* _TASK DESCRIPTION_: List every line below that contains the word "shoreline", copying each such line in full.

* Start *

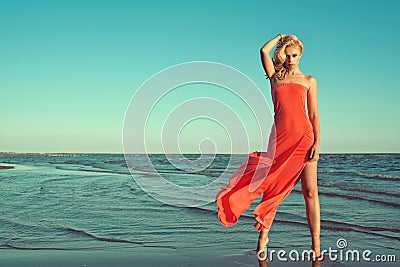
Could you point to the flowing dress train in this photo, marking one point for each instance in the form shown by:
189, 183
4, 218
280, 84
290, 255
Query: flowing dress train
273, 173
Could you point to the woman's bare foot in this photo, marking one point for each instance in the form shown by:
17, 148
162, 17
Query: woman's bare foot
316, 253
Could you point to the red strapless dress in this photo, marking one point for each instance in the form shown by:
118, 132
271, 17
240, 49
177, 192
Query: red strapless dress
269, 173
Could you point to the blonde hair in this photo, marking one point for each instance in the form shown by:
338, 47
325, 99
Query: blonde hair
280, 55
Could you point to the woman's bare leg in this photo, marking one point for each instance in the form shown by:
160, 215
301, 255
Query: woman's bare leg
310, 193
262, 242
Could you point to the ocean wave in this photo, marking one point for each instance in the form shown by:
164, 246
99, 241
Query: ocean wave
325, 224
113, 240
351, 197
357, 189
377, 176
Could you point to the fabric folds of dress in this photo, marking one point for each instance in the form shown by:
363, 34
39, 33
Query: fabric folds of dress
273, 173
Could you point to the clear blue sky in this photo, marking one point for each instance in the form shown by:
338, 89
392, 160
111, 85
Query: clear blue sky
68, 69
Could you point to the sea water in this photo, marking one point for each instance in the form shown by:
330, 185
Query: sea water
93, 202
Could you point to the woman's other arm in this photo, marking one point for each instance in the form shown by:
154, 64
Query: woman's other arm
266, 59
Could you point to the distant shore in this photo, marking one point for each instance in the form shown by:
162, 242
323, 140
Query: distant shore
6, 167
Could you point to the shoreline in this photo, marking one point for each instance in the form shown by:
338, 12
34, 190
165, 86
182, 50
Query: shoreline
153, 257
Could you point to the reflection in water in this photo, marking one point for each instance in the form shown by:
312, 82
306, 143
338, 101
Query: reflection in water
264, 263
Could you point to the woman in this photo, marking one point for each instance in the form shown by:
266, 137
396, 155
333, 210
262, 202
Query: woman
295, 139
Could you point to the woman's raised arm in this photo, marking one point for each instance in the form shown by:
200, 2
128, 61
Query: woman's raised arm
266, 59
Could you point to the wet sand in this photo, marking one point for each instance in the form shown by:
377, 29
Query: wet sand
147, 257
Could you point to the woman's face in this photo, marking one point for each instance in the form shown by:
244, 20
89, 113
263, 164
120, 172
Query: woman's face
293, 54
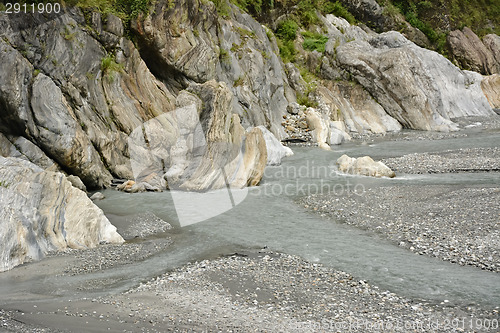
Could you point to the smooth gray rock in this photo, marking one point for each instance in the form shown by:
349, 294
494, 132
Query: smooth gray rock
275, 149
199, 146
470, 52
40, 211
77, 182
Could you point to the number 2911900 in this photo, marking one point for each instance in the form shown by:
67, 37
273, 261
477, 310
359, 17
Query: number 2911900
16, 8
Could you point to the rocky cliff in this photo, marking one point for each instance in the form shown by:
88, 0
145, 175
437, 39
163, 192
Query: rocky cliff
41, 211
187, 96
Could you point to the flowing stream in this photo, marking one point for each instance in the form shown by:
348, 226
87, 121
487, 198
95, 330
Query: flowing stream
269, 216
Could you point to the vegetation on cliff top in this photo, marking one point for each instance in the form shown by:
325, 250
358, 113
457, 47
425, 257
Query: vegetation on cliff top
441, 16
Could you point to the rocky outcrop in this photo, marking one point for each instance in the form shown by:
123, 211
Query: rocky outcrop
199, 146
492, 43
470, 53
40, 211
275, 149
79, 95
364, 166
179, 42
376, 17
419, 88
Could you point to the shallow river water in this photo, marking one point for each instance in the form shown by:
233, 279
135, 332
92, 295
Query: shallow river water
269, 216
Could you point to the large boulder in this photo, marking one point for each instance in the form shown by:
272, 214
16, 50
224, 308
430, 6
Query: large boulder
419, 88
40, 211
491, 88
365, 166
471, 53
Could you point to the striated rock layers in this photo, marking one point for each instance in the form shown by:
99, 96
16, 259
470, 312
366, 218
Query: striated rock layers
364, 166
40, 211
472, 53
419, 88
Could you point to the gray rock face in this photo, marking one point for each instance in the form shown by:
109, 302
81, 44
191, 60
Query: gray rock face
491, 88
472, 54
364, 166
419, 88
236, 51
199, 146
41, 211
492, 43
80, 110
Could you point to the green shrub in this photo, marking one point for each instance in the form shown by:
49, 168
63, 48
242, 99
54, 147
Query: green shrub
314, 41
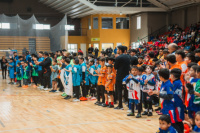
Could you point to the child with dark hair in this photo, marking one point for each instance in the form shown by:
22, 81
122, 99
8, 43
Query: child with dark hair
19, 74
166, 94
26, 75
194, 91
67, 69
133, 87
54, 74
101, 82
175, 75
197, 123
148, 82
76, 79
165, 125
109, 87
11, 68
92, 78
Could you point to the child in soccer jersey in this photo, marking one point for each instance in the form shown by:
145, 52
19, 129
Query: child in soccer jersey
165, 125
101, 82
175, 75
197, 123
192, 78
87, 82
76, 79
54, 74
82, 74
133, 87
11, 68
26, 75
195, 91
19, 74
166, 95
92, 78
148, 82
67, 69
34, 71
109, 87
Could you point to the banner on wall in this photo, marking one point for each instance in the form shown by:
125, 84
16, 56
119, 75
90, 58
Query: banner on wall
67, 82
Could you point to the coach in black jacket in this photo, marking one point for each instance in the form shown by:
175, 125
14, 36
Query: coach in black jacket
122, 65
46, 70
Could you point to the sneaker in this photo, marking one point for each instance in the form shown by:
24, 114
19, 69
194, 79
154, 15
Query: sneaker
120, 108
97, 103
150, 114
76, 100
42, 88
93, 98
46, 89
129, 111
144, 113
104, 105
100, 104
111, 106
64, 94
67, 97
138, 115
160, 113
131, 114
159, 108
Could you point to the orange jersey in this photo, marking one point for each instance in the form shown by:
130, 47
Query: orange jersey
198, 63
110, 77
102, 80
139, 65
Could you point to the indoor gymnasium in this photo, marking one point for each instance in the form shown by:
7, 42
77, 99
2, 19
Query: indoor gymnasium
102, 66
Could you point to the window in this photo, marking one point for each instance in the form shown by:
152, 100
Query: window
107, 23
135, 45
72, 48
95, 23
122, 23
69, 27
139, 22
41, 26
5, 25
89, 23
96, 45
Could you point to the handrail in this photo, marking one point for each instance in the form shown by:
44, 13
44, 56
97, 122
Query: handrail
153, 32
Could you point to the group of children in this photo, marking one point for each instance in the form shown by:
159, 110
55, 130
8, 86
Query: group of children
171, 81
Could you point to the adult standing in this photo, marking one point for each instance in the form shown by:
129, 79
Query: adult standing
90, 50
46, 70
41, 58
4, 66
172, 48
96, 51
122, 65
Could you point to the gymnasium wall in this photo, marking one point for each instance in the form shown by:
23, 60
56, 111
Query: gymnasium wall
134, 32
21, 44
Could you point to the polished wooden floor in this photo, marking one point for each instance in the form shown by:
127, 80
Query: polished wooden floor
34, 111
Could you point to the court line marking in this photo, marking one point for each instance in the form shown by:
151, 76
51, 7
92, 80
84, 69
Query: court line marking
2, 124
87, 123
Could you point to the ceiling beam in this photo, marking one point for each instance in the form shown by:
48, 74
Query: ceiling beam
126, 3
72, 7
62, 4
71, 3
78, 8
158, 4
82, 11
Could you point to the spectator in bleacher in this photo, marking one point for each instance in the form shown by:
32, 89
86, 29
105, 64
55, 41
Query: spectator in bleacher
172, 48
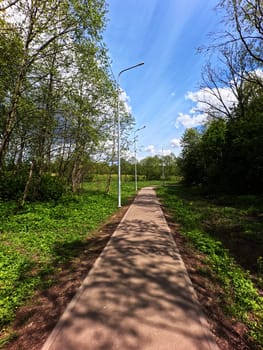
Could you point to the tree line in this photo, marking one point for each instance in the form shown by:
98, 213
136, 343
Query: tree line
227, 153
57, 95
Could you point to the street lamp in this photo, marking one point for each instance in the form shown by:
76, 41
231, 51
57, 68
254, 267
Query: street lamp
119, 131
135, 157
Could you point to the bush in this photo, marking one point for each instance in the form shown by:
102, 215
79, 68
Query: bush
51, 188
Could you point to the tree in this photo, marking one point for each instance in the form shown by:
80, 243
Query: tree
190, 162
245, 18
42, 24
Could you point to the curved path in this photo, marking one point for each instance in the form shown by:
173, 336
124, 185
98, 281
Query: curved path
138, 295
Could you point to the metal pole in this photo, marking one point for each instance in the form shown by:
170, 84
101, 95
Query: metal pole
135, 158
119, 131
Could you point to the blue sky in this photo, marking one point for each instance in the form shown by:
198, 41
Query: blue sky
165, 34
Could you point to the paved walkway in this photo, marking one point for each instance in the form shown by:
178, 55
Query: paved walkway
138, 295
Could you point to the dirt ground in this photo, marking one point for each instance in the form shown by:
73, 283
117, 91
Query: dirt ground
35, 321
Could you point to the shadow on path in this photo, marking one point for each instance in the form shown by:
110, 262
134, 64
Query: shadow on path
138, 294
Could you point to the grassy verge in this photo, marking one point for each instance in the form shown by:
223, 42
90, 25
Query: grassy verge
37, 240
229, 232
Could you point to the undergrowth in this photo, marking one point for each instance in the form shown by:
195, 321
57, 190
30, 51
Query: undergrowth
213, 227
36, 240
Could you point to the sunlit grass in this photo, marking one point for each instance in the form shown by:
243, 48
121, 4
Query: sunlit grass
36, 239
224, 230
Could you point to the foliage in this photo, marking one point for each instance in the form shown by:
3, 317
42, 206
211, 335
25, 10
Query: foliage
57, 96
212, 229
226, 155
38, 238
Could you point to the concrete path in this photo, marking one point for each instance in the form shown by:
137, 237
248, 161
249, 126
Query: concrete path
138, 295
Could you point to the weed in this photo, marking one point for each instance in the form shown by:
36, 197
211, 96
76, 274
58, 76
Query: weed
219, 232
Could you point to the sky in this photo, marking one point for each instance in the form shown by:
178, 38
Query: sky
165, 35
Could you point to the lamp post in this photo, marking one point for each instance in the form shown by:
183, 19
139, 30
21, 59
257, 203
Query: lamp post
119, 131
135, 157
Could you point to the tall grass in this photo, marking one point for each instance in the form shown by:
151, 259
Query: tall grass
213, 227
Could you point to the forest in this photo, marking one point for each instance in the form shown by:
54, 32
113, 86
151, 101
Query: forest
58, 159
226, 154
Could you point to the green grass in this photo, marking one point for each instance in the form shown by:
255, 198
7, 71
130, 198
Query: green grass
229, 231
36, 240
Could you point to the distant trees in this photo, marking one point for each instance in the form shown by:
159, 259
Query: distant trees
157, 167
227, 153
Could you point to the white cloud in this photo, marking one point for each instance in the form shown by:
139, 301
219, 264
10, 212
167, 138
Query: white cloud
189, 121
175, 143
165, 152
205, 97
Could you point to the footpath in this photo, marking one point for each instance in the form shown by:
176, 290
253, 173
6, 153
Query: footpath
138, 295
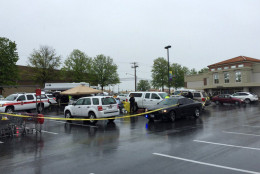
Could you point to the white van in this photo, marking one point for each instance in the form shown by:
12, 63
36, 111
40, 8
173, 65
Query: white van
146, 99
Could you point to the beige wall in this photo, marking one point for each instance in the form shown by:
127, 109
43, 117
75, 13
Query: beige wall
195, 85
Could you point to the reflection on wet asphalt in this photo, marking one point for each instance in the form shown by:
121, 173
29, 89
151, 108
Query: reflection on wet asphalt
127, 145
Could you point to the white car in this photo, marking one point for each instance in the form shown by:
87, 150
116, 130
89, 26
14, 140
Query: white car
23, 101
93, 107
52, 99
122, 97
247, 97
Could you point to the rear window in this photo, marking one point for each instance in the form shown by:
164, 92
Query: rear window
196, 94
95, 101
163, 95
136, 94
108, 101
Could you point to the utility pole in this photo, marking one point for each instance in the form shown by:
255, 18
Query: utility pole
135, 66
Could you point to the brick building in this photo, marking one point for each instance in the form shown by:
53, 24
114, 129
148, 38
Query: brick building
236, 74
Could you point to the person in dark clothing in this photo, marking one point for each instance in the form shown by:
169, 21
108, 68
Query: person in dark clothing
189, 95
132, 103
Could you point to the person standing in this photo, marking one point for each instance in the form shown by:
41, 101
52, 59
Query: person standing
132, 103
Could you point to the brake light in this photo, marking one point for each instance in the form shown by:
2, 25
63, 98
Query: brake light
100, 108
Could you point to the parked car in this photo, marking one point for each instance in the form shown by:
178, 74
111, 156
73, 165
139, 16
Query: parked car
52, 99
226, 98
120, 104
174, 107
23, 101
247, 97
1, 97
146, 99
93, 107
122, 97
202, 97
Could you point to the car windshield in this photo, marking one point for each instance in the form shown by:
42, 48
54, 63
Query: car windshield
176, 92
11, 97
163, 95
108, 101
169, 101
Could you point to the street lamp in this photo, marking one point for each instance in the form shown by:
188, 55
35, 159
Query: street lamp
167, 47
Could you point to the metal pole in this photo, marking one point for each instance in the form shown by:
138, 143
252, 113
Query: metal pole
168, 72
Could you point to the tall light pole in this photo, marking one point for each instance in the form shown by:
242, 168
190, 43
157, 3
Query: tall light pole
135, 66
167, 48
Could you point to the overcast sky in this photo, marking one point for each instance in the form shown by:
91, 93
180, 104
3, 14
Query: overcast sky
201, 32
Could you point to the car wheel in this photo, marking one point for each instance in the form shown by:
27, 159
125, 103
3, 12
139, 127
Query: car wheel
68, 114
237, 103
172, 116
135, 108
92, 116
197, 113
111, 120
40, 107
247, 101
9, 109
151, 119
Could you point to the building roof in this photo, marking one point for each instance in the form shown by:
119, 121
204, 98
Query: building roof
236, 59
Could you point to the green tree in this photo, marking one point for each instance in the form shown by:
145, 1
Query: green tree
143, 85
193, 71
203, 70
160, 73
77, 67
104, 71
44, 61
8, 59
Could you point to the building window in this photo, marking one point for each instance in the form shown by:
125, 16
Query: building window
238, 76
226, 77
215, 77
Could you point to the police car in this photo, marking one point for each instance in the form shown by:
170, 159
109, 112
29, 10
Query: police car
23, 101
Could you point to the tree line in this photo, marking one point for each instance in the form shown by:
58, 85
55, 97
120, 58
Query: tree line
79, 67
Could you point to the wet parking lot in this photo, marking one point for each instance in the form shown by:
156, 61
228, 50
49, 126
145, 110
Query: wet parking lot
225, 139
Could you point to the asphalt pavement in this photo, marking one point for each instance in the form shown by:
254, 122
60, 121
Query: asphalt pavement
225, 139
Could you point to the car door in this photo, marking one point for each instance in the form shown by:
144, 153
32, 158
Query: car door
182, 107
77, 108
85, 107
20, 103
146, 100
190, 106
30, 103
154, 99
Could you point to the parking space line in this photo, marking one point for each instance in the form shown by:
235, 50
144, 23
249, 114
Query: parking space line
207, 164
73, 123
238, 133
229, 145
49, 132
251, 126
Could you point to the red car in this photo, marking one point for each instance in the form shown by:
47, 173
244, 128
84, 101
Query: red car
226, 98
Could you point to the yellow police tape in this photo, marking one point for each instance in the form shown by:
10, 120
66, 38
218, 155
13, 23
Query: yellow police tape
88, 119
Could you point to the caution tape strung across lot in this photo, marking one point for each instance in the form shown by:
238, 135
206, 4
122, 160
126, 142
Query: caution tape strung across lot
88, 119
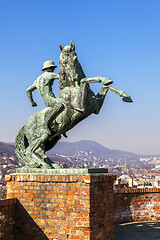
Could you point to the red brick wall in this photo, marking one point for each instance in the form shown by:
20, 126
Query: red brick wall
137, 205
63, 206
7, 219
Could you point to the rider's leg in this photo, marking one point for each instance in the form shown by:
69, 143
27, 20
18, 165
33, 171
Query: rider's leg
100, 99
104, 81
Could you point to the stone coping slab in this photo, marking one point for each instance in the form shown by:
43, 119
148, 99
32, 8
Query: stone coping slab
63, 170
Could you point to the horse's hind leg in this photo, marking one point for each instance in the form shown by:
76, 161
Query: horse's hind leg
31, 151
41, 153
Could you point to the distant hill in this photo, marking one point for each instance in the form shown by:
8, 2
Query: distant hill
68, 148
7, 148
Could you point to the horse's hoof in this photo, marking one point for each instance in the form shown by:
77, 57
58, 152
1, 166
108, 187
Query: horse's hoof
107, 82
127, 99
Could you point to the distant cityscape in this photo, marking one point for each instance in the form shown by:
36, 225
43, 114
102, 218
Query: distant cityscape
131, 170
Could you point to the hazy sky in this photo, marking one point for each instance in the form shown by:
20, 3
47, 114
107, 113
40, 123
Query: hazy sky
119, 39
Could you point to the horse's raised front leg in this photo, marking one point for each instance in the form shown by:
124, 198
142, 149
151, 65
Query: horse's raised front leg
100, 99
104, 81
125, 97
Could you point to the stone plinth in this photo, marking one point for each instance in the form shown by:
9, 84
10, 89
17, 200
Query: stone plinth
63, 206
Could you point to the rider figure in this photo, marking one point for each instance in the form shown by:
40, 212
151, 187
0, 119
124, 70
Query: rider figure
44, 84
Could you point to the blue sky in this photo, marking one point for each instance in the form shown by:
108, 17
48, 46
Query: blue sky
119, 39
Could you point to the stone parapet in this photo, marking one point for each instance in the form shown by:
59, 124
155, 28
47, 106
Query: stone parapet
61, 206
137, 205
7, 218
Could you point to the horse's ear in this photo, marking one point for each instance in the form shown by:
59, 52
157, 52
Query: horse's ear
72, 45
61, 48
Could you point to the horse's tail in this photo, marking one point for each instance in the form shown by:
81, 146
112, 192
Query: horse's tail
21, 143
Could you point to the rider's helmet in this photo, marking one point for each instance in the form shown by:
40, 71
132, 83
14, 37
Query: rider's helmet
48, 64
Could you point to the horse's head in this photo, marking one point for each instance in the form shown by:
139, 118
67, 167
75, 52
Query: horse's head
70, 69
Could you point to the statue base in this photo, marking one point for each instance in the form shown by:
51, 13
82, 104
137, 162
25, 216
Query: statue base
63, 205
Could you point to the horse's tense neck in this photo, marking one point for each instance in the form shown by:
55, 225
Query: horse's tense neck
67, 73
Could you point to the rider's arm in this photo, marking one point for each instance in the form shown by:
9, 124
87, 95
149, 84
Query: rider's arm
55, 76
105, 81
29, 94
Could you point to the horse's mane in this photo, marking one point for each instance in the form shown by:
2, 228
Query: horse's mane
67, 65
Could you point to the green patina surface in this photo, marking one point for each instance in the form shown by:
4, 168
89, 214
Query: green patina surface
75, 102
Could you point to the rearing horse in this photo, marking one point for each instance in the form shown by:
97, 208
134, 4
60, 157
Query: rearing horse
44, 129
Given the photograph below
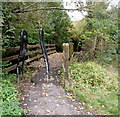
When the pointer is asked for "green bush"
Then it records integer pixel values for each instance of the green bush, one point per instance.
(10, 102)
(94, 85)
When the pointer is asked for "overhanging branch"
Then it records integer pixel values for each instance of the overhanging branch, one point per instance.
(50, 8)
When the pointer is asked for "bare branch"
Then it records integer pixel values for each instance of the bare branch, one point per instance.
(104, 13)
(49, 8)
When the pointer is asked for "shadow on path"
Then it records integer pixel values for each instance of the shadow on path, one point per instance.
(50, 98)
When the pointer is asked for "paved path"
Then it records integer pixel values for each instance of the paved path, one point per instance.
(50, 98)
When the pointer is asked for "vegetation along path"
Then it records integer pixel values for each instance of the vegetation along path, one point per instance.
(50, 98)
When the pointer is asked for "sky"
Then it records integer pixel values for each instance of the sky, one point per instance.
(77, 15)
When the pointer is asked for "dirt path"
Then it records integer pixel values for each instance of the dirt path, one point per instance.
(49, 98)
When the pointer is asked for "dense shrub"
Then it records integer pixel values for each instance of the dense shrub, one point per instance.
(10, 102)
(94, 85)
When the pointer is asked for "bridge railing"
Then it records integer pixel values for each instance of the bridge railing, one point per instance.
(33, 52)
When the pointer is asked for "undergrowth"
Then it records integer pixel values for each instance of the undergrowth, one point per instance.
(10, 103)
(94, 85)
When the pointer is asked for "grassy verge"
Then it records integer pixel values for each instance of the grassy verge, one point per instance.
(94, 85)
(10, 102)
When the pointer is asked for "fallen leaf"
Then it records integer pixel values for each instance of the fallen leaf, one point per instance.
(47, 111)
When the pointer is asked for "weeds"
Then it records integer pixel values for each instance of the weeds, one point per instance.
(10, 102)
(94, 85)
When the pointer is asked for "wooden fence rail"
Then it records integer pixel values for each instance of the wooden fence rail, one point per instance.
(49, 47)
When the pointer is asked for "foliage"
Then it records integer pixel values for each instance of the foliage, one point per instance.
(10, 101)
(54, 22)
(94, 85)
(99, 34)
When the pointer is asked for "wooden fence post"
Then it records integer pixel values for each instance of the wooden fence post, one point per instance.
(65, 61)
(71, 49)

* End *

* _PROBLEM SOLUTION_:
Could you point to the shoreline in this photo, marking one point for each instance in the form shown by:
Query: shoreline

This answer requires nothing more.